### What this task involves
Render the data below as a JSON list of strings, with one string for each line and no blank lines. Leave the picture out of the list.

### Supplied data
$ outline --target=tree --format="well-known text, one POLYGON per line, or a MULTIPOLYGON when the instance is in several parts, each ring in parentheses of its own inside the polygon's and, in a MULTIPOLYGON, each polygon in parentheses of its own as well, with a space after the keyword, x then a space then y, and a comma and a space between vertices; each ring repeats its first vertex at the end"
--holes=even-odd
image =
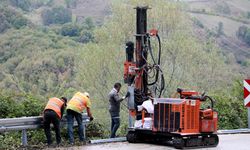
POLYGON ((76 24, 67 23, 64 24, 61 28, 61 34, 63 36, 79 36, 80 35, 80 27, 76 24))
POLYGON ((44 25, 65 24, 72 21, 72 12, 62 6, 47 9, 42 12, 44 25))
POLYGON ((222 22, 219 22, 217 28, 217 37, 220 37, 221 35, 224 35, 224 26, 222 22))
POLYGON ((24 11, 29 11, 31 2, 30 0, 10 0, 11 4, 21 8, 24 11))

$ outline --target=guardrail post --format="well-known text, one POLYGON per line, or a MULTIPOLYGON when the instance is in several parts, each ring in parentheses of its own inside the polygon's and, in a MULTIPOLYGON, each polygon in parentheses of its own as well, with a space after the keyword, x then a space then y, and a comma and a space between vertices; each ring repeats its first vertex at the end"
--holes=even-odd
POLYGON ((22 145, 27 146, 28 140, 27 140, 27 130, 22 130, 22 145))
POLYGON ((248 129, 250 129, 250 107, 248 109, 248 129))
POLYGON ((86 140, 86 125, 83 126, 83 138, 86 140))

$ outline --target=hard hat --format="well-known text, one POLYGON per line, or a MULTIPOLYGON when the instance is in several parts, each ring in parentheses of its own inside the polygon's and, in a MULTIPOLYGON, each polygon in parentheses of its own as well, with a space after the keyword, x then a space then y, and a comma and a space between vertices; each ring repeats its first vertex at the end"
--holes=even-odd
POLYGON ((83 94, 89 98, 89 93, 88 92, 84 92, 83 94))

### Written answer
[
  "$ outline --target=tree --format=\"well-known text, one POLYGON per line, or a MULTIPOLYGON when the instance is in several parts, each ring in parentheses of its own inside the polygon's and, in a MULTIPOLYGON, each polygon in parentheses of its own as well, with a space after the keyword, x then a space then y, and a comma and a space between vertices; each ring repeats its first vertex at the end\"",
  "--holes=even-odd",
  "image =",
  "POLYGON ((76 24, 67 23, 64 24, 61 28, 61 34, 63 36, 79 36, 80 35, 80 27, 76 24))",
  "POLYGON ((44 25, 65 24, 72 21, 72 12, 62 6, 47 9, 42 12, 44 25))",
  "POLYGON ((222 22, 219 22, 217 28, 217 37, 220 37, 221 35, 224 35, 224 26, 222 22))",
  "POLYGON ((24 11, 29 11, 31 2, 30 0, 10 0, 11 4, 21 8, 24 11))",
  "$ outline --target=guardrail post --format=\"well-known text, one POLYGON per line, or a MULTIPOLYGON when the instance is in several parts, each ring in parentheses of its own inside the polygon's and, in a MULTIPOLYGON, each polygon in parentheses of its own as well, with a space after the keyword, x then a space then y, and a comma and a space between vertices; each ring repeats its first vertex at the end\"",
  "--holes=even-odd",
  "POLYGON ((22 145, 27 146, 28 140, 27 140, 27 130, 22 130, 22 145))",
  "POLYGON ((248 129, 250 129, 250 107, 248 109, 248 129))",
  "POLYGON ((86 140, 86 125, 83 126, 83 138, 86 140))",
  "$ outline --target=hard hat --format=\"well-known text, one POLYGON per line, or a MULTIPOLYGON when the instance is in several parts, each ring in parentheses of its own inside the polygon's and, in a MULTIPOLYGON, each polygon in parentheses of its own as well, with a space after the keyword, x then a space then y, and a comma and a space between vertices; each ring repeats its first vertex at the end\"",
  "--holes=even-odd",
  "POLYGON ((83 94, 89 98, 89 93, 88 92, 84 92, 83 94))"
]